Hey Guys;
I read this article in the Arizona Republic and wanted to share it with you. It's about investor's flocking back into the real estate market.
Investors are flocking to bargain homes
Oct. 10, 2008 03:37 PM
Special for The Republic
The Phoenix area is hosting a wave of real estate investors like we haven't seen since 2005.
Unlike the novices who came here during the boom, these are experienced landlords. They're here now because lender-owned homes are selling for bargain-basement prices.
They're not alone. Savvy home-buyers are scooping up bargains, too, especially first-time homeowners. Interest rates are still attractive -- even if the homes themselves are less appealing.
Interestingly, over the last couple of weeks, many of the lowest priced homes have seemed to evaporate. I'm guessing that October is going to be a banner month for closed transactions.
Yes, most of these will be foreclosed homes, but buyers are performing the liquidator function, restoring the value of underperforming assets.
With so many homes selling, are we nearing a bottom in the metro Phoenix market? It's plausible, if the number of sales meets or exceeds the number of newly listed homes to be sold.
But, even now, around 7,500 homes a month are entering the foreclosure process.

-=-=-

**EXERCISE PROMPT**
Rewrite the investor article from "They're not alone." up to and including "for closed transactions.", swapping "evaporate" for "disappear". The material that comes after this article is separate from it.

-=-=-

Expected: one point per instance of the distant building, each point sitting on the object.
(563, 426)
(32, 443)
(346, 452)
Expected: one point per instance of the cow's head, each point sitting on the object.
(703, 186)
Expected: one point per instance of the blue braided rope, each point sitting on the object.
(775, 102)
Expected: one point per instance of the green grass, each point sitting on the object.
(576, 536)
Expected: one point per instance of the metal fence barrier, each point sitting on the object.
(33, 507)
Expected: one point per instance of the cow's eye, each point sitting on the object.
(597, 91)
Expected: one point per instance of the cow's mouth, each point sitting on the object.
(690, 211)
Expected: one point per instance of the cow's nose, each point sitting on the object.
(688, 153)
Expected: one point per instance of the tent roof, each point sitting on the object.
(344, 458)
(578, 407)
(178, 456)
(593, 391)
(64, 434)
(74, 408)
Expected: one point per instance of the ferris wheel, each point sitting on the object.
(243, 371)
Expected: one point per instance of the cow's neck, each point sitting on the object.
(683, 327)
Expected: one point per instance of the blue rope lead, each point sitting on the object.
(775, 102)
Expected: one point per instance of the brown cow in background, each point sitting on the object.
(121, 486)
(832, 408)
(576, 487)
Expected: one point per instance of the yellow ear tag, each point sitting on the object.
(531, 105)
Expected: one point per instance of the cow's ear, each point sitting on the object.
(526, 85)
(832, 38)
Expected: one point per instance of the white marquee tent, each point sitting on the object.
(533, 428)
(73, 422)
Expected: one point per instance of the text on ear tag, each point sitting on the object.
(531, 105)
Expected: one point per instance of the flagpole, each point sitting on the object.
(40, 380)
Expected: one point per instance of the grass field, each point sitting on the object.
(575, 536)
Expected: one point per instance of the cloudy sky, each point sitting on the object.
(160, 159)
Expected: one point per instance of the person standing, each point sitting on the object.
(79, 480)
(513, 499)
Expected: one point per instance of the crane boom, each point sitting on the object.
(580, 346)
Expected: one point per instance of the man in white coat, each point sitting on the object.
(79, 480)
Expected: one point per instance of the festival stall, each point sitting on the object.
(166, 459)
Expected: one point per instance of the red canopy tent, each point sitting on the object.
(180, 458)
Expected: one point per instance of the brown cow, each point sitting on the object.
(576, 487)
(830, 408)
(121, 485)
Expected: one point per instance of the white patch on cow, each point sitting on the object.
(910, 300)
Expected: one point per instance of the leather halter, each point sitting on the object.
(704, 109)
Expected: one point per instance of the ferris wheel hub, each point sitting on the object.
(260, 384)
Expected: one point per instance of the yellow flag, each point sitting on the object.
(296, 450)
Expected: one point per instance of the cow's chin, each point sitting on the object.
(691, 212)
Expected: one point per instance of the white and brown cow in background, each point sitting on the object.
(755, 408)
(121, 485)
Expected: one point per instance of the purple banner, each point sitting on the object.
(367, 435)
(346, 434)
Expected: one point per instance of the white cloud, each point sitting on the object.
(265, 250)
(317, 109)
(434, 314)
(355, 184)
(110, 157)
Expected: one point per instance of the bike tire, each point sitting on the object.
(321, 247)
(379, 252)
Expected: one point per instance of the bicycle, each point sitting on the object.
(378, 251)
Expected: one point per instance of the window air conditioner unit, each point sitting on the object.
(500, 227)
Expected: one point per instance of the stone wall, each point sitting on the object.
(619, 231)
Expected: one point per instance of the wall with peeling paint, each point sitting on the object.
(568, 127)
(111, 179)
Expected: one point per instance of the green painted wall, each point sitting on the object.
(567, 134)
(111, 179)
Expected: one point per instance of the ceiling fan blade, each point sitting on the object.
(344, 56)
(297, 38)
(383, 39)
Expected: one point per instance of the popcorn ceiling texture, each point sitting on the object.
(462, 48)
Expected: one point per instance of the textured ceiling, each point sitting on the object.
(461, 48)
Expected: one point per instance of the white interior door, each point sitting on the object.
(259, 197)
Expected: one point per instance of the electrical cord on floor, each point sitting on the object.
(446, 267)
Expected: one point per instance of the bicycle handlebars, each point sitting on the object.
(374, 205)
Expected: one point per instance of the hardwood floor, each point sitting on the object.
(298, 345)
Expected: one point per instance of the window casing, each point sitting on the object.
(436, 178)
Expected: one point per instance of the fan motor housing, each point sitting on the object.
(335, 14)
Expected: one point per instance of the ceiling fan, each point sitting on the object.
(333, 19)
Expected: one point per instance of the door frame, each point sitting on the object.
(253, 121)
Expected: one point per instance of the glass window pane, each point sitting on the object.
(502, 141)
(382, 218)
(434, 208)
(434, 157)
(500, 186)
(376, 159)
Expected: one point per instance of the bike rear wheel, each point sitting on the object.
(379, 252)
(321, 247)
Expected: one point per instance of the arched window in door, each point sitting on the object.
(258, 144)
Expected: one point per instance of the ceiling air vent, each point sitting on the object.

-=-=-

**SOLUTION TO THIS EXERCISE**
They're not alone. Savvy home-buyers are scooping up bargains, too, especially first-time homeowners. Interest rates are still attractive -- even if the homes themselves are less appealing.
Interestingly, over the last couple of weeks, many of the lowest priced homes have seemed to disappear. I'm guessing that October is going to be a banner month for closed transactions.